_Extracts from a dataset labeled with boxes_
----
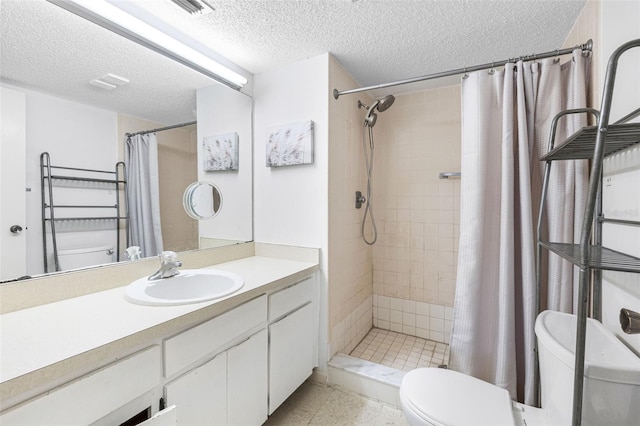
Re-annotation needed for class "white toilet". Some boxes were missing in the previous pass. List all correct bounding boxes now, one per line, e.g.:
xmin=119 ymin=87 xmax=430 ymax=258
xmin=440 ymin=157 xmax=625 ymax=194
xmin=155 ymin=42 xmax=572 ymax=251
xmin=58 ymin=245 xmax=114 ymax=271
xmin=400 ymin=311 xmax=640 ymax=426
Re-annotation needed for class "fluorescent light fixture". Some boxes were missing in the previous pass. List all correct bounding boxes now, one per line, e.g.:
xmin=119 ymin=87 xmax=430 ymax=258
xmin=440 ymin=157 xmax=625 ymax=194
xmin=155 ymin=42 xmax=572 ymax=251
xmin=171 ymin=0 xmax=214 ymax=15
xmin=48 ymin=0 xmax=247 ymax=90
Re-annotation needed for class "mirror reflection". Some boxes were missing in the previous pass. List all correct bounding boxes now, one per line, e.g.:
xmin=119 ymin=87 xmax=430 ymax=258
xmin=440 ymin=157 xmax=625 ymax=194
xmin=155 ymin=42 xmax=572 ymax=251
xmin=0 ymin=1 xmax=253 ymax=281
xmin=183 ymin=182 xmax=222 ymax=220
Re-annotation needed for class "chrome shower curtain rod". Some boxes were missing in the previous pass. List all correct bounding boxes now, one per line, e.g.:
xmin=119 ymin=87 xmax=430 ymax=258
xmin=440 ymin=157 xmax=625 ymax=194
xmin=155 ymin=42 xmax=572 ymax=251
xmin=333 ymin=39 xmax=593 ymax=99
xmin=125 ymin=121 xmax=197 ymax=136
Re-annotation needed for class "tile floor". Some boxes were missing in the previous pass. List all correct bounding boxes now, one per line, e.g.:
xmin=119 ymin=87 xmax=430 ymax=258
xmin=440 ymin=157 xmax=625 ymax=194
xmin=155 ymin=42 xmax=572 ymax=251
xmin=350 ymin=328 xmax=449 ymax=371
xmin=265 ymin=381 xmax=409 ymax=426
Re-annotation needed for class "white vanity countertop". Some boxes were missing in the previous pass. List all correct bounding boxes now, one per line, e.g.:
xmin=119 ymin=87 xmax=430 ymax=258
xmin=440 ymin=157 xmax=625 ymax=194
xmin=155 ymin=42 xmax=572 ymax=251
xmin=0 ymin=256 xmax=318 ymax=408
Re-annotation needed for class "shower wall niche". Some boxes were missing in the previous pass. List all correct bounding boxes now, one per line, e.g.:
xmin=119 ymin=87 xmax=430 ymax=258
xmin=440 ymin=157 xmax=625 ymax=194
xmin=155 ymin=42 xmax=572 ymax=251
xmin=373 ymin=85 xmax=464 ymax=343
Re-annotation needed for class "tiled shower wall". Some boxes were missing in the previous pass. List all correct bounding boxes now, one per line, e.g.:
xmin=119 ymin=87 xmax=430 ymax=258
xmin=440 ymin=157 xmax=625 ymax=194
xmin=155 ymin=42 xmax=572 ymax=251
xmin=327 ymin=57 xmax=373 ymax=358
xmin=373 ymin=85 xmax=461 ymax=310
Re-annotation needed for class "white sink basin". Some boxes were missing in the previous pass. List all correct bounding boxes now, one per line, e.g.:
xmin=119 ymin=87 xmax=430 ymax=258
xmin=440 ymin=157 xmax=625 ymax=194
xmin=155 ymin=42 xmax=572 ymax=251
xmin=125 ymin=269 xmax=244 ymax=306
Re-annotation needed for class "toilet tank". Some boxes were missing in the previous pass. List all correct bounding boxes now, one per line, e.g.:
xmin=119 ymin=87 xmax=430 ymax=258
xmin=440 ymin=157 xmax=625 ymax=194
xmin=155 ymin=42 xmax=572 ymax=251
xmin=58 ymin=245 xmax=114 ymax=271
xmin=535 ymin=311 xmax=640 ymax=425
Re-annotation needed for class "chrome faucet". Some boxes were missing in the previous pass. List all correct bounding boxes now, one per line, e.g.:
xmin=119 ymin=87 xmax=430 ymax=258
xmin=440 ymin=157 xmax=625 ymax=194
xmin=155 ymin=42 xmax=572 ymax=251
xmin=149 ymin=251 xmax=182 ymax=281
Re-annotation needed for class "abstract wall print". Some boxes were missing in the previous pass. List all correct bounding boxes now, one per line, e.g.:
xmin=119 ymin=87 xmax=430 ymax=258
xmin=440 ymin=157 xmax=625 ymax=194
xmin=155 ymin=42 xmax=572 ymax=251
xmin=202 ymin=132 xmax=238 ymax=172
xmin=267 ymin=120 xmax=313 ymax=167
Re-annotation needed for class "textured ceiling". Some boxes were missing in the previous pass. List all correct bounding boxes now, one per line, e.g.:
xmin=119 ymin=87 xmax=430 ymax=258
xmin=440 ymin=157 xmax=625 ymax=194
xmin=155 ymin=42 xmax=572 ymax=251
xmin=0 ymin=0 xmax=586 ymax=124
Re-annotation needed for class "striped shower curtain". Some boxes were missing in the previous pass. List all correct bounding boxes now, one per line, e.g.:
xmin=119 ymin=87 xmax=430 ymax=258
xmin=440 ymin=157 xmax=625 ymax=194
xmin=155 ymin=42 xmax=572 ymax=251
xmin=124 ymin=133 xmax=162 ymax=257
xmin=450 ymin=50 xmax=590 ymax=405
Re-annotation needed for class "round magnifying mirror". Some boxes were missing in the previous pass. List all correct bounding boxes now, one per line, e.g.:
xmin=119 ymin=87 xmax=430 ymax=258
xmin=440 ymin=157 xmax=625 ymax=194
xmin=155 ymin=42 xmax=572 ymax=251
xmin=182 ymin=182 xmax=222 ymax=220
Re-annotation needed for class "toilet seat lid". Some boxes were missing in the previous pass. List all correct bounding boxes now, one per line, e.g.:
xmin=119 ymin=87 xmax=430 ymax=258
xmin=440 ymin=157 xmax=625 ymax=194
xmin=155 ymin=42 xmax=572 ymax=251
xmin=400 ymin=368 xmax=514 ymax=426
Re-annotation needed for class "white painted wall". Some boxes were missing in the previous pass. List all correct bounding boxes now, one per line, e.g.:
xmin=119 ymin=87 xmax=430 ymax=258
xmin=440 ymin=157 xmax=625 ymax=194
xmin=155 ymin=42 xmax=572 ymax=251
xmin=599 ymin=1 xmax=640 ymax=355
xmin=254 ymin=54 xmax=329 ymax=251
xmin=197 ymin=84 xmax=253 ymax=241
xmin=254 ymin=53 xmax=330 ymax=368
xmin=7 ymin=86 xmax=117 ymax=275
xmin=0 ymin=86 xmax=27 ymax=280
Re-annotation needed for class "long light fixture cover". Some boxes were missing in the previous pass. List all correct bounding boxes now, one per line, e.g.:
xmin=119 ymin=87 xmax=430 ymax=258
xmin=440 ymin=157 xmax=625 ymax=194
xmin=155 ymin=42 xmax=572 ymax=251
xmin=48 ymin=0 xmax=247 ymax=90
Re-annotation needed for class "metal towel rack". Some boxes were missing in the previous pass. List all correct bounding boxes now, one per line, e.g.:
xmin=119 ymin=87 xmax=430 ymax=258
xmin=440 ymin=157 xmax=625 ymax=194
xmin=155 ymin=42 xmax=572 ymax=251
xmin=40 ymin=152 xmax=129 ymax=273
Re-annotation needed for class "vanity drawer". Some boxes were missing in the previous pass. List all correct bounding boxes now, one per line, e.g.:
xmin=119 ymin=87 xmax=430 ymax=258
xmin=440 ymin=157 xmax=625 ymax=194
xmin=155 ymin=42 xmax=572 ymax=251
xmin=269 ymin=277 xmax=314 ymax=321
xmin=164 ymin=295 xmax=267 ymax=377
xmin=0 ymin=345 xmax=161 ymax=425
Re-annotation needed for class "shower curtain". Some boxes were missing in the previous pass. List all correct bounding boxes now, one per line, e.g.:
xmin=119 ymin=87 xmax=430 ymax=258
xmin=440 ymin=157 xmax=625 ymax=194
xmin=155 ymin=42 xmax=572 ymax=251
xmin=124 ymin=133 xmax=162 ymax=257
xmin=450 ymin=50 xmax=590 ymax=405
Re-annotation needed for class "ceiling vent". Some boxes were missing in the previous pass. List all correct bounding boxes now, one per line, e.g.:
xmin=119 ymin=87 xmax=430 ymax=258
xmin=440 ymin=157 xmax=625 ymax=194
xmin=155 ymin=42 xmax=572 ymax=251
xmin=89 ymin=73 xmax=129 ymax=90
xmin=171 ymin=0 xmax=214 ymax=15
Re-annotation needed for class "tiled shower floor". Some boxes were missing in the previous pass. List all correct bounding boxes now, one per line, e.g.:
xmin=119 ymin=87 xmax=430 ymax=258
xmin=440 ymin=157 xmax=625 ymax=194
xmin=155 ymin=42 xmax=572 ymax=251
xmin=350 ymin=328 xmax=449 ymax=371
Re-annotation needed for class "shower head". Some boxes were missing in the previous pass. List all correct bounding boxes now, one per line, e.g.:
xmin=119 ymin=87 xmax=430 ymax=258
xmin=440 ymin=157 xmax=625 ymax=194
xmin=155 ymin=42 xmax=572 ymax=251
xmin=358 ymin=95 xmax=396 ymax=127
xmin=374 ymin=95 xmax=396 ymax=112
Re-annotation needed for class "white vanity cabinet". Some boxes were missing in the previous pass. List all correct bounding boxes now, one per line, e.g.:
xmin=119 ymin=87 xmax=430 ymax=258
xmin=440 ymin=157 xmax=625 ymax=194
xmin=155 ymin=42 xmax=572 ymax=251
xmin=227 ymin=329 xmax=269 ymax=426
xmin=164 ymin=295 xmax=268 ymax=425
xmin=164 ymin=352 xmax=227 ymax=425
xmin=0 ymin=264 xmax=319 ymax=426
xmin=0 ymin=345 xmax=161 ymax=426
xmin=269 ymin=278 xmax=317 ymax=414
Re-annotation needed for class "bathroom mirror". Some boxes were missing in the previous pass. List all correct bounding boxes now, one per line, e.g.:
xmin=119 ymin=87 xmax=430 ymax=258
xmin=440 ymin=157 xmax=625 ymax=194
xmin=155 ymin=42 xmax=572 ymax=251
xmin=0 ymin=0 xmax=253 ymax=281
xmin=182 ymin=182 xmax=222 ymax=220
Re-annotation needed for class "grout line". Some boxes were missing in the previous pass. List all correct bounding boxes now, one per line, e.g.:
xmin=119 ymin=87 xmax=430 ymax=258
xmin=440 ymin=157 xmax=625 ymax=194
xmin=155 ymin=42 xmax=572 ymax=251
xmin=350 ymin=328 xmax=449 ymax=371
----
Copy the material word for word from its start through the line containing "xmin=400 ymin=311 xmax=640 ymax=426", including that line. Leave out the pictures.

Re-annotation needed for class "white toilet". Some boxes were missing in the previous pass. List all correct bounding boxes now, one per line, e.g.:
xmin=119 ymin=87 xmax=430 ymax=258
xmin=440 ymin=157 xmax=625 ymax=194
xmin=155 ymin=42 xmax=572 ymax=251
xmin=58 ymin=245 xmax=114 ymax=271
xmin=400 ymin=311 xmax=640 ymax=426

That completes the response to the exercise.